--- Page extract Enclosed Below ---

Shared by Arielle (Nir) Mamiye and Efrat Navon
A Moroccan Grandmother's Love Is Rolled Into Her Couscous
A Moroccan Grandmother's Love Is Rolled Into Her Couscous
Family Journey
When cousins Arielle Mamiye and Efrat Navon’s grandmother Esther Hazan passed away last year, the family gathered in her apartment in the Israeli city of Ashdod to celebrate her and remind one another of her love. “Most importantly we spent the evening talking about each other’s favorite dishes that she would cook for us,” Arielle, who is the culinary manager of the Jewish Food Society, explains.
“Most importantly we spent the evening talking about each other’s favorite dishes that she would cook for us”
Efrat recounted her love of birkouks, a special type of couscous cooked in milk, another professed his love for Esther’s bread khobz, a white bread from Morocco, that Esther would enrich with beef and lamb fat. Esther, who was called savta or grandmother in Hebrew in the family, was also known for her matbucha, a cooked salad of tomato and pepper, chicken stuffed with nuts, and mhamar, a casserole made with eggs, potatoes, carrots, and peas.
Many of Esther’s recipes came with her from a village in the Atlas Mountains in Morocco where she was born, to Casablanca where she moved in the 1940s. Here, her father owned a spice shop in the souk and her husband Massoud worked on a vineyard. Excited by the news of Israel’s independence in 1948, Massoud and Esther planned to move to Israel and arrived by boat in the 1950s, settling into a maabara, or absorption center called Charoovit near Jerusalem before finally relocating to Ashdod, where they raised six children.
In their Ashdod apartment, there was always room at their dinner table, particularly on Shabbat. Massoud would bring home guests from the synagogue who didn’t have a place to eat Shabbat dinner. “Esther always made room for these guests and extended the food for them”, Arielle explains.
Of all of Esther’s recipes, the two most beloved for Arielle and Efrat are for couscous that Esther would serve with a chicken and vegetable soup and rifat, or crunchy Moroccan anise cookies rolled out with a pasta machine, that are served with tea.

--- End of Enclosed Page extract ---

Things to do:
[a] According to the couscous article, what is birkouks?
[b] Extend the couscous article, picking up right after its final paragraph.

--- Listed entries Enclosed Below ---

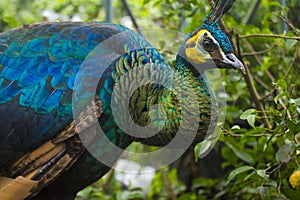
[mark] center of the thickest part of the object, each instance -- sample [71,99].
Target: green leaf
[204,147]
[281,84]
[262,173]
[282,154]
[279,96]
[245,114]
[238,171]
[251,120]
[295,101]
[243,155]
[290,43]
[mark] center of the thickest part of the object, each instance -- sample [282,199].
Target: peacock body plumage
[39,65]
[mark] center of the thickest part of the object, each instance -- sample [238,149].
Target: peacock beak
[231,61]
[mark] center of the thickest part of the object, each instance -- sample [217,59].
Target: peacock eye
[208,45]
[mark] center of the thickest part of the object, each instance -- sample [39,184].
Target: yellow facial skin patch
[196,53]
[192,51]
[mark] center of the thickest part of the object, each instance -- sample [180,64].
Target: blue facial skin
[219,35]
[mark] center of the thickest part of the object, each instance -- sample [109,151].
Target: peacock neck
[190,94]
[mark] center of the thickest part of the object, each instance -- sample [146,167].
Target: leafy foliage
[259,142]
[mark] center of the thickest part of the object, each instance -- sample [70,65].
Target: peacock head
[209,46]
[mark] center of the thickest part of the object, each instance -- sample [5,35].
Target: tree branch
[270,36]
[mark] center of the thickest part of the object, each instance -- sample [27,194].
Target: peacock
[61,82]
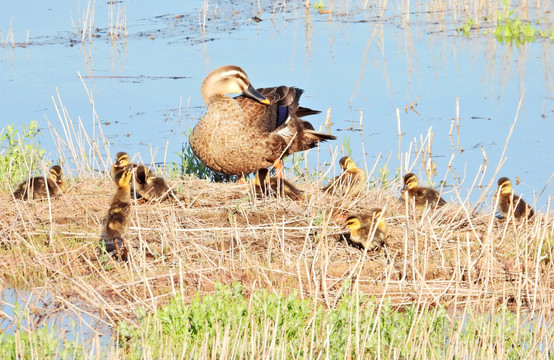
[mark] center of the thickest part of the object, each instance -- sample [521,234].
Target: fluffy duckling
[350,182]
[265,185]
[421,195]
[362,227]
[122,161]
[117,220]
[149,186]
[508,202]
[40,187]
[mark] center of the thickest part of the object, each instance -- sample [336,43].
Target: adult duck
[252,131]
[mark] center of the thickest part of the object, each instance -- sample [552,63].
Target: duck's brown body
[122,162]
[40,187]
[243,134]
[149,186]
[368,229]
[275,186]
[508,202]
[350,182]
[116,222]
[422,196]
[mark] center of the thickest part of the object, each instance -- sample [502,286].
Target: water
[29,310]
[354,60]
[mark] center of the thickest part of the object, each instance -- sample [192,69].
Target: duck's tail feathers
[318,136]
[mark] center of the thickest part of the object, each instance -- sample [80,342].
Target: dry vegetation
[221,233]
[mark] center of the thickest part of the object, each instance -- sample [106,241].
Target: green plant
[191,165]
[357,327]
[20,154]
[509,28]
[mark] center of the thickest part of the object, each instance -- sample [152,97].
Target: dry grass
[220,233]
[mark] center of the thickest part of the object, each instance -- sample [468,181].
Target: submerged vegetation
[221,273]
[508,27]
[20,153]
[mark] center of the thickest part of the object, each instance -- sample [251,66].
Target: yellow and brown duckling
[40,187]
[508,202]
[268,186]
[116,222]
[350,182]
[422,196]
[149,186]
[368,229]
[240,135]
[122,162]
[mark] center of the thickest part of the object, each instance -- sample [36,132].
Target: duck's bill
[252,93]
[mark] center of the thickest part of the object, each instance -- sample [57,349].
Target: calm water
[355,60]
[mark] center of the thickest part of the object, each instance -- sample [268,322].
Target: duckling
[508,202]
[41,187]
[363,225]
[117,221]
[423,196]
[122,161]
[350,182]
[149,186]
[240,135]
[265,186]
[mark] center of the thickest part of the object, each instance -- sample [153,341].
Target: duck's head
[353,222]
[379,217]
[122,159]
[123,177]
[55,173]
[229,79]
[347,164]
[504,186]
[410,182]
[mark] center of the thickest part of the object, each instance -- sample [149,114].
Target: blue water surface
[360,61]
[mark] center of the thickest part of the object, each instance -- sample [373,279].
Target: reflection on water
[398,78]
[30,310]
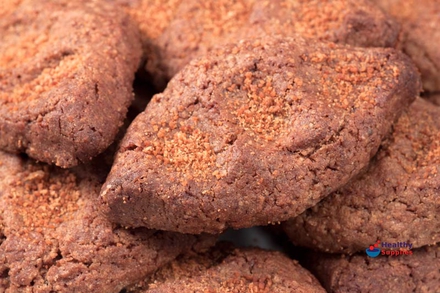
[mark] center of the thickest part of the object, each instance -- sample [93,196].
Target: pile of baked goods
[134,132]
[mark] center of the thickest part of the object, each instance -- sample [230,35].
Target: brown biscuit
[66,73]
[416,272]
[256,133]
[198,26]
[396,199]
[55,239]
[233,270]
[433,98]
[420,39]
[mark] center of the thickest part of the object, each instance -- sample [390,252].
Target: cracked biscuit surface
[225,269]
[197,26]
[66,73]
[54,238]
[420,37]
[255,133]
[417,272]
[395,200]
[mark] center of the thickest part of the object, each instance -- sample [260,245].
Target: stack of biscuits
[133,133]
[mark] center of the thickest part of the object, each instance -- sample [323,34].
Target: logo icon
[373,250]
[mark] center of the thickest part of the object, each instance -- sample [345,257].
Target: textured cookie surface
[54,237]
[236,270]
[417,272]
[396,199]
[420,37]
[66,72]
[255,133]
[197,26]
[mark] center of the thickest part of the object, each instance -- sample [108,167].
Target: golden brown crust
[255,133]
[65,79]
[54,237]
[420,38]
[234,270]
[198,26]
[395,200]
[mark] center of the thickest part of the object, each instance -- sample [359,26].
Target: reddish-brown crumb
[420,37]
[225,269]
[54,238]
[198,26]
[66,73]
[395,200]
[256,132]
[417,272]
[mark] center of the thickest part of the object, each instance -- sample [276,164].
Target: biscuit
[233,270]
[420,36]
[54,238]
[255,133]
[434,98]
[396,199]
[66,73]
[197,26]
[416,272]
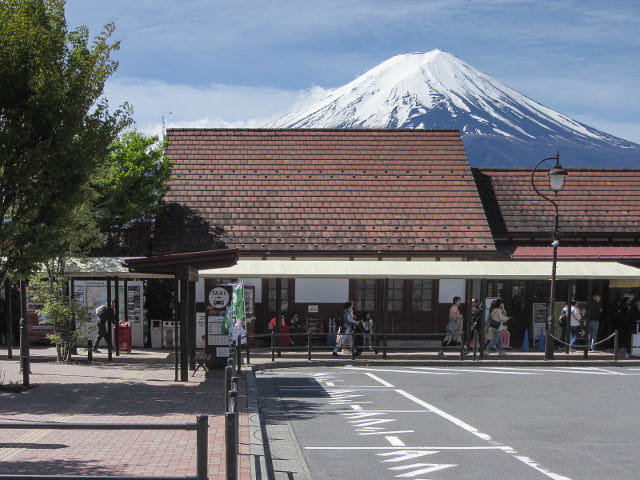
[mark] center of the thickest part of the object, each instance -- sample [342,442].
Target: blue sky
[235,63]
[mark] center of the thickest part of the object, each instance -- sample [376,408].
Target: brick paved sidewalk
[115,393]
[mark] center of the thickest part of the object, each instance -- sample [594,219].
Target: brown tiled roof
[331,191]
[594,204]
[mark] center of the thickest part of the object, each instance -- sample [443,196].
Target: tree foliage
[130,190]
[64,313]
[55,126]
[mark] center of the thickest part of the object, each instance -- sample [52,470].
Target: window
[364,295]
[284,295]
[395,295]
[422,295]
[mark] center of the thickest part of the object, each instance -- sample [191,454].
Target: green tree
[129,192]
[65,314]
[55,126]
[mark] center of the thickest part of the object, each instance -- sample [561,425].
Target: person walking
[497,323]
[348,323]
[595,311]
[453,324]
[367,328]
[297,332]
[574,323]
[476,326]
[105,315]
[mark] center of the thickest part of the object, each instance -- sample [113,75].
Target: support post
[231,446]
[202,446]
[24,352]
[109,322]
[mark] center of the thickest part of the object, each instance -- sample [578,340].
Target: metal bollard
[273,347]
[228,371]
[202,426]
[476,340]
[353,346]
[231,445]
[238,358]
[234,383]
[233,399]
[24,353]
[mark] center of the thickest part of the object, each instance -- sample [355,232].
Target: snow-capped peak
[438,90]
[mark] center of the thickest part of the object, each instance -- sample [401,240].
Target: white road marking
[379,380]
[404,455]
[394,441]
[386,432]
[465,426]
[436,448]
[446,416]
[430,467]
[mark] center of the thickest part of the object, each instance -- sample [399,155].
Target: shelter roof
[310,192]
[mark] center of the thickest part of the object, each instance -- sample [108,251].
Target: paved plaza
[136,387]
[140,387]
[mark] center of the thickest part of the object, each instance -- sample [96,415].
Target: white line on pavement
[394,441]
[465,426]
[379,380]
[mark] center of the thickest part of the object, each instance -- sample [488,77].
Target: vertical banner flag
[238,301]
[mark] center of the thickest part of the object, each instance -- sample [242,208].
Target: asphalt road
[452,423]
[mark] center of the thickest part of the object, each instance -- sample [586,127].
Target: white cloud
[210,106]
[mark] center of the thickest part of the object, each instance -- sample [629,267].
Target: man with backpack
[348,323]
[105,315]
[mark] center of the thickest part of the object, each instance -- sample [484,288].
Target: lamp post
[556,182]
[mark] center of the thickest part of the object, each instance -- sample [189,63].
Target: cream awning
[523,270]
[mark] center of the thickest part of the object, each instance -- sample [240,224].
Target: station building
[395,220]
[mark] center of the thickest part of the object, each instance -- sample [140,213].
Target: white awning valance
[423,269]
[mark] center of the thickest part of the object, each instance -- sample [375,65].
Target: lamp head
[556,175]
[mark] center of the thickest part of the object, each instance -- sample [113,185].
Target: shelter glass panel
[364,295]
[395,295]
[422,295]
[284,295]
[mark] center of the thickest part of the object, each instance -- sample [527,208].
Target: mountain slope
[500,127]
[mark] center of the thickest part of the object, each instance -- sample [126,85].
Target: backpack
[562,321]
[101,310]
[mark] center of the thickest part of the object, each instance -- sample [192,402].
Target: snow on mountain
[500,127]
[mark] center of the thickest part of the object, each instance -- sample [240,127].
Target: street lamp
[556,182]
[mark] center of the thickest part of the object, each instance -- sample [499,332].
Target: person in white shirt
[574,323]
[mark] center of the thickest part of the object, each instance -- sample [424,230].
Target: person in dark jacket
[105,315]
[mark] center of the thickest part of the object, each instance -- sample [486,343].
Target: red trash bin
[124,337]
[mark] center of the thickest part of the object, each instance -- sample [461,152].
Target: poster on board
[538,320]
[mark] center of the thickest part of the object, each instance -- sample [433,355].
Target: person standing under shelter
[348,323]
[574,323]
[453,324]
[477,324]
[367,330]
[497,323]
[105,315]
[595,310]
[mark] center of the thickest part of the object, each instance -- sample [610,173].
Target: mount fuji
[500,127]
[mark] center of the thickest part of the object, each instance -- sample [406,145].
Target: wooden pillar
[278,313]
[109,334]
[183,309]
[116,316]
[191,323]
[8,295]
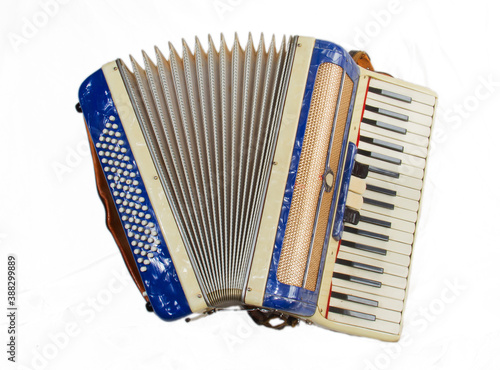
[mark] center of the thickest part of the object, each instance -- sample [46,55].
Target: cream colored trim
[154,189]
[279,173]
[318,318]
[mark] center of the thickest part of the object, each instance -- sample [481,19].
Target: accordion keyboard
[371,270]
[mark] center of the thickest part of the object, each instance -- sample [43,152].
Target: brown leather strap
[362,59]
[113,220]
[264,318]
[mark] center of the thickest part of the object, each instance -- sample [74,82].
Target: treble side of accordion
[231,173]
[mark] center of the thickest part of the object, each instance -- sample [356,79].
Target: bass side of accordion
[286,179]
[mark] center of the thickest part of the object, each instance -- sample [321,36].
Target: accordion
[284,179]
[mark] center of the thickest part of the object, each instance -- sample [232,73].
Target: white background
[78,308]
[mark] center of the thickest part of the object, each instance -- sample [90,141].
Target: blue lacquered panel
[299,300]
[131,200]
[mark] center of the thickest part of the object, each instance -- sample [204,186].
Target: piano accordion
[284,179]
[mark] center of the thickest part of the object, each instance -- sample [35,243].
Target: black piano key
[378,189]
[351,216]
[355,299]
[378,203]
[382,171]
[355,279]
[360,266]
[366,233]
[381,157]
[360,170]
[388,113]
[385,126]
[359,315]
[374,221]
[364,247]
[382,143]
[390,94]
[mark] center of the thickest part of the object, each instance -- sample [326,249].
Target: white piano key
[408,148]
[390,257]
[403,180]
[409,204]
[413,139]
[396,223]
[354,200]
[401,250]
[379,325]
[401,169]
[412,127]
[379,313]
[413,106]
[357,185]
[403,157]
[401,191]
[397,212]
[384,290]
[389,268]
[383,302]
[396,235]
[412,116]
[415,95]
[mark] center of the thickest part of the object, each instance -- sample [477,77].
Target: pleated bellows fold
[210,122]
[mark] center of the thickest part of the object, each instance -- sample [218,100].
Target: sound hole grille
[210,122]
[300,224]
[326,200]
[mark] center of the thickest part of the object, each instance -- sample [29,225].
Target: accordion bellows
[282,178]
[209,120]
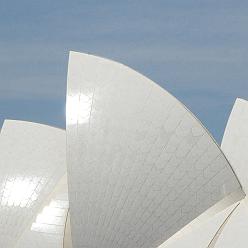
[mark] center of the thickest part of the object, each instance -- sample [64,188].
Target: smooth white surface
[47,230]
[140,165]
[32,160]
[235,141]
[201,236]
[235,233]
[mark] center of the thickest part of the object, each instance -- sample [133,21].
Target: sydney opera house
[134,169]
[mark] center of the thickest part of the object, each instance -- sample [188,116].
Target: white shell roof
[235,141]
[140,165]
[32,162]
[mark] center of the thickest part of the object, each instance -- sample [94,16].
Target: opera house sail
[134,169]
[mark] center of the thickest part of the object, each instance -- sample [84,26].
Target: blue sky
[195,49]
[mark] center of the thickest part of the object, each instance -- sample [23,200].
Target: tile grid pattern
[140,165]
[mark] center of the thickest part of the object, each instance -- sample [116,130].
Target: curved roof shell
[140,165]
[32,162]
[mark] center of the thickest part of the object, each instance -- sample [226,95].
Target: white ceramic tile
[32,162]
[235,141]
[47,229]
[140,165]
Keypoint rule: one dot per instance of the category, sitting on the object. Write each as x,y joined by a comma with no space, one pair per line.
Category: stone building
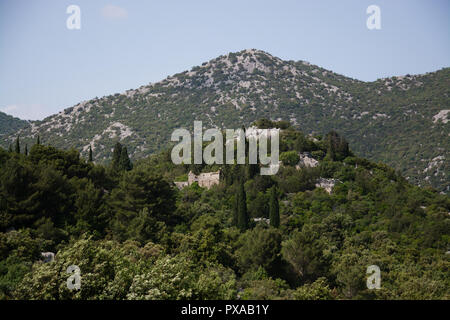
205,179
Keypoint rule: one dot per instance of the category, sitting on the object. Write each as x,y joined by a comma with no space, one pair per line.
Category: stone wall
205,179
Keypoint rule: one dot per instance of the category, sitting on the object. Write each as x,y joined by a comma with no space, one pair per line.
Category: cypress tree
116,155
242,207
17,145
274,208
124,162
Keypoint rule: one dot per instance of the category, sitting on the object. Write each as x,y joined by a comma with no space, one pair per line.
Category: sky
46,67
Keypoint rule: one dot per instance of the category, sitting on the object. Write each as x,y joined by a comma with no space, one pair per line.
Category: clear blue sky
44,67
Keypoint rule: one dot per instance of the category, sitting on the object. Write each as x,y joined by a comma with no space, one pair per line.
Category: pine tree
116,155
124,162
274,208
242,207
90,154
17,145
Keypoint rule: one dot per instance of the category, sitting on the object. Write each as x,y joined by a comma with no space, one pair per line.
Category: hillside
308,232
402,121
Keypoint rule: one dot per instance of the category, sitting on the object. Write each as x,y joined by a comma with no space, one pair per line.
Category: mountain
402,121
9,124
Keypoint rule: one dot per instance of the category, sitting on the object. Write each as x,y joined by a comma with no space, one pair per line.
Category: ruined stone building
205,179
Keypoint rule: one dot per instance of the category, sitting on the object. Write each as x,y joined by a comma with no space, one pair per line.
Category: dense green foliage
135,236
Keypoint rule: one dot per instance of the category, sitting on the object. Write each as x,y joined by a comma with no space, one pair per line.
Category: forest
134,235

--- End of Enclosed Listed entries ---

Task-by-task results:
[a] A special type of couscous cooked in milk.

[b]
Arielle says: “I associate this bowl of couscous with my existence in the hospitality world.” It was through her grandmother’s food and her couscous in particular that she came to appreciate the power of expressing love through cooking. “I was able to experience it so much that it really stuck with me,” she adds.
She experienced it every summer when the family would visit. Arielle’s mother Michal moved to the United States to raise a family, but they remain deeply connected to Israel. When they landed at Ben Gurion Airport, the first order of business was to drive to savta’s home for bowls of her perfect couscous. “We’d arrive to her kitchen and there she is sitting in her couscous corner,” as Arielle calls one corner of her kitchen with a floating counter and a wooden chair. This was where Esther would spend hours before the family’s arrival making couscous from scratch. She would always prepare vegetables to accompany the couscous, ensuring each member of the family got their favorites. For Arielle, that was cabbage and carrots.
And when Arielle and her family would return to the U.S., savta would prepare large bags of fresh couscous for them to carry home. “We’d come back with bags and bags of her couscous and we’d just freeze it in our house and my mom would serve it to us throughout the year,” Arielle says.
“We’d come back with bags and bags of her couscous and we’d just freeze it in our house and my mom would serve it to us throughout the year”
Growing up on Kibbutz Manara in northern Israel, Efrat had Esther’s couscous throughout the year as well. When she was about 9 years old, Efrat once attempted to ditch school with a friend to take the bus to Ashdod so her friend could try her grandmother’s couscous. While the plan was thwarted by an adult on the kibbutz, it’s a testament to the family’s love of, and pride in, the couscous.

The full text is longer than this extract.